_Directions_
Give the data below again exactly as written, without its pictures.

_Working data_
----------------------------------------
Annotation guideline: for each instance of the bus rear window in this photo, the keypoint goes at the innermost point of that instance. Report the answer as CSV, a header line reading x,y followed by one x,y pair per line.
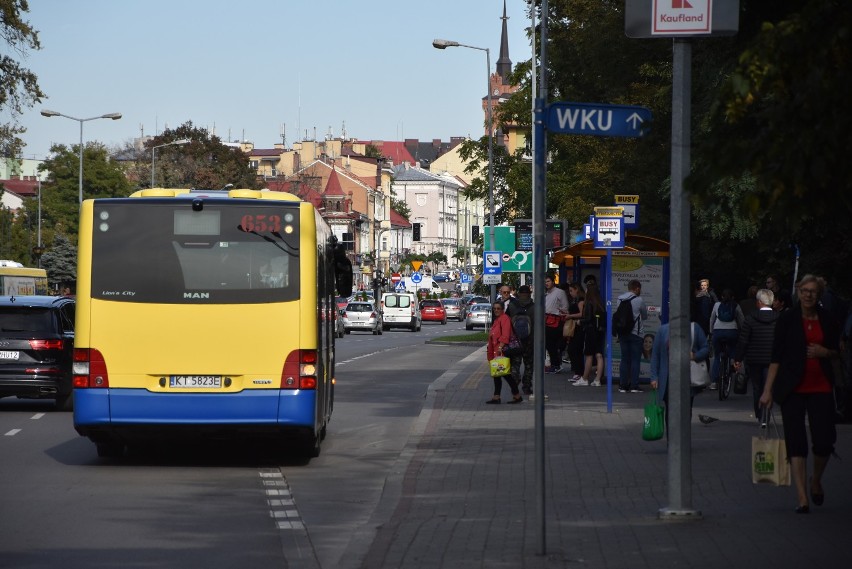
x,y
229,252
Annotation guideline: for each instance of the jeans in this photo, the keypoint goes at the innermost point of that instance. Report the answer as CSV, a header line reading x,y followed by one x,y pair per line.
x,y
631,351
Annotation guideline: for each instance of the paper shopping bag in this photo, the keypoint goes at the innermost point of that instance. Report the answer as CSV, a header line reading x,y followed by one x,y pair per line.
x,y
769,461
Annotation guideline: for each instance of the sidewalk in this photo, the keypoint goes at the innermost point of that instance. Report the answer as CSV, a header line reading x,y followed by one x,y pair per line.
x,y
463,492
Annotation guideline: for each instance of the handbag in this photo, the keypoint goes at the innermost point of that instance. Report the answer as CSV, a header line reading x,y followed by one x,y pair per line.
x,y
769,463
655,423
500,366
514,347
740,383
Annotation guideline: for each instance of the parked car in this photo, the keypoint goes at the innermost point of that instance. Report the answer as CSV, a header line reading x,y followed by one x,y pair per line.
x,y
478,315
454,308
433,311
339,328
400,310
37,348
362,316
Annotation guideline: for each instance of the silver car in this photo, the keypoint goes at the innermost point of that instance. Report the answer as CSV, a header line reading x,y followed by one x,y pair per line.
x,y
454,308
362,316
478,315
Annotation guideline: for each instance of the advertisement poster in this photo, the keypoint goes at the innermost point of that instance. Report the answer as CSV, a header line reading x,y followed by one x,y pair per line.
x,y
647,268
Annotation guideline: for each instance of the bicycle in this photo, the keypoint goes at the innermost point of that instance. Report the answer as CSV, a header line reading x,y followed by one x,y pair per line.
x,y
726,375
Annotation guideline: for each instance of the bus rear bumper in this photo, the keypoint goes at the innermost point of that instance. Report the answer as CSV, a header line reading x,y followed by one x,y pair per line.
x,y
127,414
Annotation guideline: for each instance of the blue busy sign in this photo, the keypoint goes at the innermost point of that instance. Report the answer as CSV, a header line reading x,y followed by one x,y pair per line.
x,y
631,210
609,228
493,263
597,120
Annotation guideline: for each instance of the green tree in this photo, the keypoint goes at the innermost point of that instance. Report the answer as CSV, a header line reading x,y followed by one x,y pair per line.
x,y
102,178
204,163
60,262
19,87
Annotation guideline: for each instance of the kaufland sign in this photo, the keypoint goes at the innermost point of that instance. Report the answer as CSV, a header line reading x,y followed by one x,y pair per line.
x,y
682,17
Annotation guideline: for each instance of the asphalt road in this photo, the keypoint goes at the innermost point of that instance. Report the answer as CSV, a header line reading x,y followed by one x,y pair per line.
x,y
215,505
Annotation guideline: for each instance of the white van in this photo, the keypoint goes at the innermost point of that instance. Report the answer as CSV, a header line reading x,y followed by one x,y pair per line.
x,y
400,310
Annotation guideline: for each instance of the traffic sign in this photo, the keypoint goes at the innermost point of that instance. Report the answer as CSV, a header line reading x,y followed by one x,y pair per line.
x,y
597,120
493,263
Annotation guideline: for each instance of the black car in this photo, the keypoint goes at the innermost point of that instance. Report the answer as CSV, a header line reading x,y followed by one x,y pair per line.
x,y
36,348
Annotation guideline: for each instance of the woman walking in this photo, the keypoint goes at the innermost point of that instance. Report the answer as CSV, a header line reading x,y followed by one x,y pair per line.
x,y
498,338
801,379
594,328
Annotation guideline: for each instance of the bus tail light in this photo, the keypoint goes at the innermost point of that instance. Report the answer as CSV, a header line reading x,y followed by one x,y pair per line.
x,y
300,370
89,368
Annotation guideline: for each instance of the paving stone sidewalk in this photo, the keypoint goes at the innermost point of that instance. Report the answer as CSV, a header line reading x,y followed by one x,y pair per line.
x,y
463,494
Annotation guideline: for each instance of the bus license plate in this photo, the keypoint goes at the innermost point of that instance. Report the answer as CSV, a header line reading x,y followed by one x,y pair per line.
x,y
190,381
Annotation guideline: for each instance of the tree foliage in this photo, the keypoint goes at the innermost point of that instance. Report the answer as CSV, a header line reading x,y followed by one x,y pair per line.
x,y
19,87
204,163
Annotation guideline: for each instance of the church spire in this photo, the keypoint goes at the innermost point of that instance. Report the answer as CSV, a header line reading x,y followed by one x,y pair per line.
x,y
504,64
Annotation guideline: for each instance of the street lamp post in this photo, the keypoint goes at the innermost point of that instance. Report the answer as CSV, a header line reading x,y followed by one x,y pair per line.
x,y
444,44
113,116
153,148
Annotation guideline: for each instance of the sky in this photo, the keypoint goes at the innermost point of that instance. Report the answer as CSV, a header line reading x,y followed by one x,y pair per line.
x,y
247,68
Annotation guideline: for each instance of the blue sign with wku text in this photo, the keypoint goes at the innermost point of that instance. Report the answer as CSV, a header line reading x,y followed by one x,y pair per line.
x,y
597,120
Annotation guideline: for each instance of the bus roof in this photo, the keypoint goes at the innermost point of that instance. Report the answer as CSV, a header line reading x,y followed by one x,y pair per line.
x,y
243,193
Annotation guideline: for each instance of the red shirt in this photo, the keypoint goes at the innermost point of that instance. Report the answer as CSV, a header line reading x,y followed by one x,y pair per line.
x,y
814,380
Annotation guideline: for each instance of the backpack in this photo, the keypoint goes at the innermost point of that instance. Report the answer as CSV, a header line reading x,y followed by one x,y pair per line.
x,y
622,319
521,323
726,312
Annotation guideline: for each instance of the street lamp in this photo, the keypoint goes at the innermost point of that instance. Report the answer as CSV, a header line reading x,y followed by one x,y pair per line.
x,y
444,44
153,148
113,116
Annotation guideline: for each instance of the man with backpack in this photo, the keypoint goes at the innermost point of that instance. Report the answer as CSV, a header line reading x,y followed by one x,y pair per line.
x,y
627,325
520,312
725,322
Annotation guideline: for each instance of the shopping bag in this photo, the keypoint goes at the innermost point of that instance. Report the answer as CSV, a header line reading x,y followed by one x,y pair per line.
x,y
769,458
500,366
514,348
655,422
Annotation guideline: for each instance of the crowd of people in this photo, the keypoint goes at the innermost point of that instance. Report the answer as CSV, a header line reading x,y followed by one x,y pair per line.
x,y
795,348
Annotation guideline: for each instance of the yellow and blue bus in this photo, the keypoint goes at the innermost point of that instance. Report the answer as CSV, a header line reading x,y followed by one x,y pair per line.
x,y
205,313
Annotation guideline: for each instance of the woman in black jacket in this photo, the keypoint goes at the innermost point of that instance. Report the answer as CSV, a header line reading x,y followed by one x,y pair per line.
x,y
801,379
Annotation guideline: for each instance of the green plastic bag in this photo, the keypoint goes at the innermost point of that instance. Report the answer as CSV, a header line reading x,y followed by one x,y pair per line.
x,y
655,422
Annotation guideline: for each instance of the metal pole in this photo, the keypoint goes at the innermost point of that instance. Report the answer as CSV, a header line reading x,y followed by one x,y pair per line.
x,y
680,439
81,162
539,266
490,167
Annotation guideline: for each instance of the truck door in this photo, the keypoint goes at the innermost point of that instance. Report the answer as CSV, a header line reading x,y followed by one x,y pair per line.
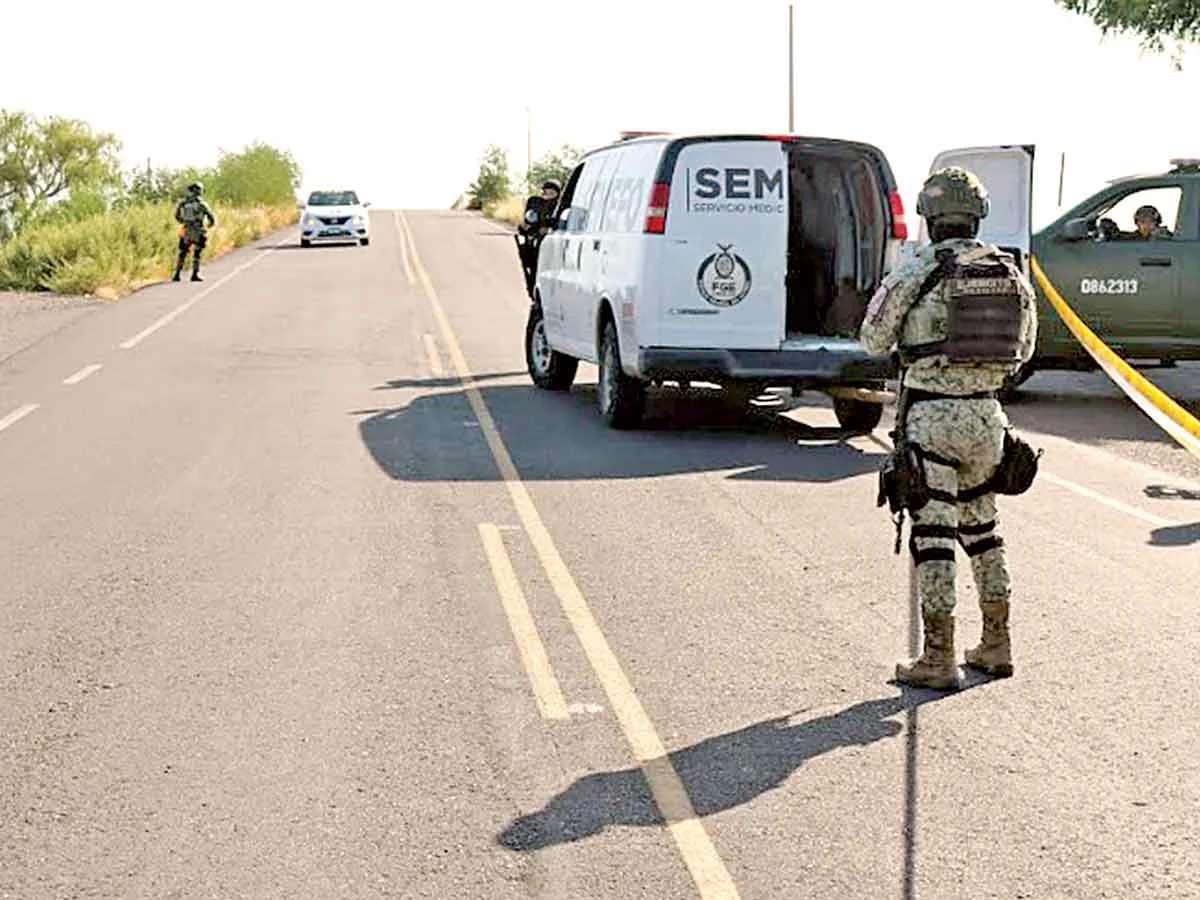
----------------------------------------
_Task answer_
Annotation guideline: for each instance of the bus rear window in this photo, the keypoint goes at the innermost point of that instance. Report the answer as CSV, a header line reading x,y followed by one x,y pair per line.
x,y
229,252
Annotation guideline: for each instance of the jeans in this photo, the keypoint goes at the innermost point of that instance. Report the answer as CSV, a header line reading x,y followed by one x,y pair per line.
x,y
631,351
Annotation guideline: for each instance of the paper shopping bag in this photo, the keypoint goes at the innermost point of that instance. Report the answer as CSV, a header line reading x,y followed by one x,y pair per line.
x,y
769,461
Annotation guideline: for each instance of the sidewalk in this photo, the keypoint goes at the innermost point of that instance. Report the answer as CSV, a header line reading x,y followed by one x,y pair per line.
x,y
463,492
Annotation guideline: for each instance of the handbag in this photo, the keypoint goes at the innermost point of that instance. Report the answer as CSV, a header line reading x,y followed by one x,y pair per line.
x,y
769,463
655,423
500,366
514,347
740,383
Annotation guideline: for each instance of the parked car in this photo, the keypoint goes at the innermost point of that instance. Report the answer as CSV, a header line reading x,y followed by one x,y pair per line.
x,y
478,315
454,308
433,311
339,328
400,310
37,348
362,316
Annotation guideline: for each instance of the silver car in this photo, the keypoint goes at the innermost point of that instance. Report the answer as CSV, a header line reading x,y followed by one x,y pair per line.
x,y
454,308
362,316
478,315
Annotation guideline: for each instance of the advertisement poster in this photo, the keypoint goes at the innermost point of that instance. Report the answer as CSV, a header line reading x,y followed by one x,y pair per line.
x,y
647,268
Annotation guideline: for each instance of the bicycle in this photo, the keypoint goes at the innermost point of that instance. Report the answer as CSV, a header line reading x,y followed by one x,y pair per line.
x,y
726,375
Annotation guideline: for each instance of the bus rear bumper in this photo, the keypoint goes at the innermost point of that instance. Report the answer as CSV, a header line reading x,y followed by one x,y pair per line.
x,y
127,414
Annotation guideline: for each instance of the blue busy sign in this photo, the keypoint goes at the innermost point of that instance. Report the answer as CSV, a header line reading x,y followed by one x,y pair per line.
x,y
631,210
609,228
493,263
597,120
Annotation guideline: for each instance of the green tree in this photo, the keypoint goes at the innermost point of that instance. Report the answer as CSV, a header line reading x,y followed by one x,y pair per line.
x,y
102,178
204,163
60,262
19,87
Annotation guideline: for each instance of the kaufland sign in this photo, the keypoint goes at the innermost point of that instance. Report the answer as CSV, a header line reading x,y followed by one x,y pair per line.
x,y
682,17
Annotation guideline: for each instance of the asphalt road in this photo, the keypoint goes at the innermost point of that instance. Report the answer as CSV, a header line reading x,y followed by one x,y pair per line.
x,y
215,505
Annotation guideline: for each instance of the white van in this photo, the keypoint goes at the innermost point of that instance. Report the answer as CSV, a header line reading x,y followed by one x,y pair per line.
x,y
400,310
Annotation guideline: for each instance of the traffic sign in this photo, the keypoint goes at the innermost point of that instance. Report the answer as CSV, a header line reading x,y followed by one x,y pair per line.
x,y
597,120
493,263
Annotation guideline: for each instance of the black car in this photo, the keypoint goes at the innermost point of that instance. Report the answer as CSV, a header line reading x,y followed by one x,y pair per line.
x,y
36,348
Annotation guideline: for each instance of the woman walking in this photo, the keypoint goes at the innermost point of that instance. Report the answer as CSV, a header line reading x,y followed by one x,y pair per line.
x,y
498,338
801,379
594,328
Annotation guideline: for each instance of the bus tail light in this photo, the keypoint goes at the innermost point of that instance. Report the answer as CSV, a header line reading x,y followed by one x,y pair per line.
x,y
300,370
89,368
Annotation guideline: for each instance of the paving stone sidewalk in this photo, the keypoint goes at the innermost point of that instance. Report the answer as CSV, a header line reading x,y followed by one x,y pair per line.
x,y
463,494
Annotation guideline: for each instance of the bus license plate in this photo, the keypoint goes at the innermost point of that instance. Report the answer as CSV, a header line reading x,y followed by one x,y pair per line.
x,y
190,381
Annotation guideline: for each instance of the tree foliage in this photo, the keypoint goes at the innermost point of that instance. Report the answer as CSV, a header line reading x,y followed by one x,y pair per line.
x,y
19,87
204,163
Annotation guideline: for each instance of the church spire in this photo, the keypoint goes at the innermost point of that instance. Report the answer as CSV, a header line reading x,y followed by one x,y pair per line.
x,y
504,64
Annotation guideline: for each instance of the street lamp post in this photo, the keypoint goes at the innermost point of that instance. Report the answer as CSV, a header line reading x,y followed by one x,y pair per line.
x,y
444,44
113,116
153,148
Annotation guideline: for each instance of the sky in this photo, the keypoint goes at the innermost point of that instance. Report the answer as CSV, a header line reading x,y followed by one x,y pair per line.
x,y
247,68
Annotation guideline: for each instance of the blue sign with wku text in this photo, the keypoint goes at the innermost point of that instance. Report the answer as CSV, a header line reading x,y followed by one x,y pair per line.
x,y
597,120
Annotation guideline: for each instance of the bus roof in this photo, the keypoint goes at the innermost point of that instance. Report the answer as CSV, a header line reading x,y followed by one x,y pair per line.
x,y
243,193
Annotation guideline: for each instance of the red shirt in this photo, the keypoint goes at the innermost point of that instance. Report the answer as CSV, a header line reading x,y followed by one x,y pair per line.
x,y
814,380
Annotation guideline: for each instance of the backpack in this photo, the keypoint goes at the innermost point of that instance. Report the answer as CSV, a header line reading x,y followed by one x,y pair per line.
x,y
622,319
521,323
726,312
Annotation guideline: for each instance of the street lamp in this photo, the keypoint goes at the innermost point of that instance. Report the answer as CSV, a header line reading x,y followed by one x,y pair per line.
x,y
444,44
153,148
113,116
Annotation guideline: for each instance of the man with backpack in this photo, the keypoint goes at the innermost point of that instance. Report the answer as CSV, a header line reading x,y followed by one x,y pair per line.
x,y
627,325
520,312
725,322
Annotation guideline: for each instance of the shopping bag in this photo, the keypoint goes at the innermost point of that instance. Report the answer as CSV, a header line reading x,y followed by one x,y pair per line.
x,y
769,458
500,366
514,348
655,422
Annotation guideline: for each instance of the crowd of people in this photo, the keypoint goes at the innermost point of that instance. Report the answer as CSV, a header line reading x,y followed by one x,y pair per line.
x,y
795,348
Annotation guideline: for each instance of the yellow and blue bus in this photo, the keypoint goes at the innermost point of that instance. Report the answer as CSV, a header line reading x,y followed by one x,y pair per line.
x,y
205,313
Annotation guideline: for each instance of the woman in black jacket in this photo, the keypoint goes at the innermost point of that instance. Report the answer as CSV, a header line reading x,y followed by one x,y pair per line.
x,y
801,379
Annotation guideline: for each instance of the green plastic bag in this photo, the keypoint goes at the innermost point of that instance. Report the answer as CSV, a header line reading x,y followed by one x,y pair per line.
x,y
655,422
Annotation guideline: for each instance of the metal pole in this photo, the keypoint goes at the innermost point of that instance. Report the answer as CSV, a header line reading x,y followed by one x,y pair per line.
x,y
680,439
81,162
539,266
490,167
Annotation guideline: for each instance of the truck door in this photo, the keypoint goes at the innermost point of that instance. Report the answer as CSV, a header line reading x,y followed by one x,y pair per line.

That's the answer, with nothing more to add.